§ **WHAT IS BEING ASKED**
Quote every line below exactly and skip any picture.

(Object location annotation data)
========

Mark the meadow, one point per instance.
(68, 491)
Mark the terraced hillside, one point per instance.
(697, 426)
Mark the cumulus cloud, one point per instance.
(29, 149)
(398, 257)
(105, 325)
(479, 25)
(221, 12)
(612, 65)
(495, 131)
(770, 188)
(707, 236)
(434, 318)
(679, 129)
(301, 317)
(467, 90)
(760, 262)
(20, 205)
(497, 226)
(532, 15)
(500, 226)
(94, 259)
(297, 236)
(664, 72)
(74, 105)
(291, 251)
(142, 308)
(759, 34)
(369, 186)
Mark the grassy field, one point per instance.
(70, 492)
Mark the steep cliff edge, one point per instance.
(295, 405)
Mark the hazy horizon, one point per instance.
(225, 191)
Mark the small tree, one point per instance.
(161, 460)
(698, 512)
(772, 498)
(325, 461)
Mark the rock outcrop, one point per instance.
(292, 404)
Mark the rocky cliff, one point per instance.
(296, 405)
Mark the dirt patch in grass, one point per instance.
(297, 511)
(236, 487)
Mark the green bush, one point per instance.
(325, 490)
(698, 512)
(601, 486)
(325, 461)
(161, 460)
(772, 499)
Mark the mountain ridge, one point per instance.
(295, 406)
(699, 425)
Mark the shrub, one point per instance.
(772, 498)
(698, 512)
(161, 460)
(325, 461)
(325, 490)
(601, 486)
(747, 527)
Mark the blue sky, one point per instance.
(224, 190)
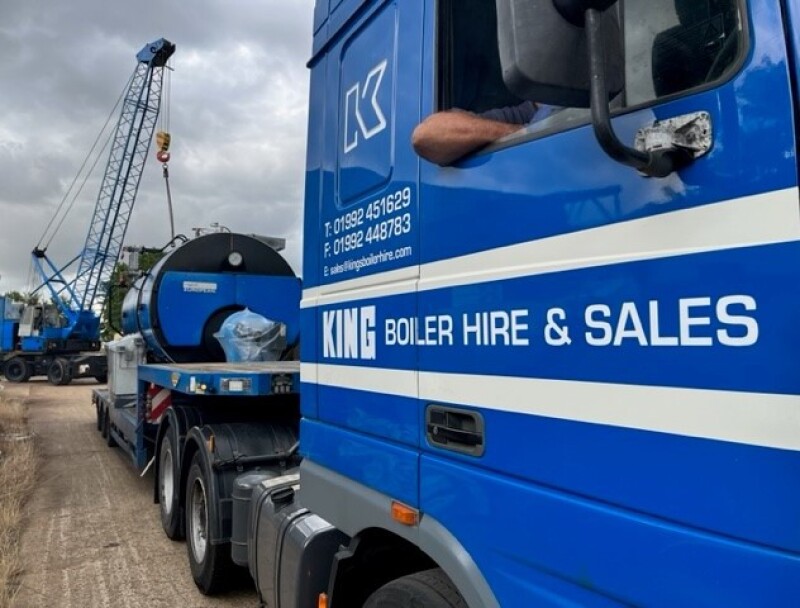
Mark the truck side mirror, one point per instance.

========

§ **TASK RESPONSE**
Mark the meadow, one point per instance.
(68, 491)
Mark the terraced hillside, one point per instance.
(697, 426)
Mark the cumulus cloud, one point per instance.
(29, 149)
(398, 257)
(105, 325)
(479, 25)
(221, 12)
(612, 65)
(495, 131)
(770, 188)
(707, 236)
(434, 318)
(679, 129)
(301, 317)
(467, 90)
(760, 262)
(20, 205)
(497, 226)
(532, 15)
(500, 226)
(94, 259)
(297, 236)
(664, 72)
(74, 105)
(291, 251)
(142, 308)
(759, 34)
(369, 186)
Mark the grassy field, one point per instance.
(70, 492)
Mark the steep cliff edge, one point per instance.
(295, 405)
Mark the hazy horizon, one point per instance.
(225, 191)
Mark the small tree, one point per instance.
(161, 460)
(698, 512)
(772, 498)
(325, 461)
Mark the rock outcrop, one point per instance.
(292, 404)
Mark the rocky cliff, one point per instance.
(296, 405)
Mark the dirt patch in grass, one point per instance.
(297, 511)
(236, 487)
Mark the green bush, one point per instance.
(325, 490)
(698, 512)
(601, 486)
(325, 461)
(161, 460)
(772, 499)
Mark the mountain ridge, one point per instance.
(295, 406)
(699, 425)
Mark the shrub, one point per instance.
(772, 498)
(698, 512)
(161, 460)
(325, 461)
(325, 490)
(601, 486)
(747, 527)
Mark the blue sky, one point per instance.
(224, 190)
Mark the truck side mirror, one point per instance.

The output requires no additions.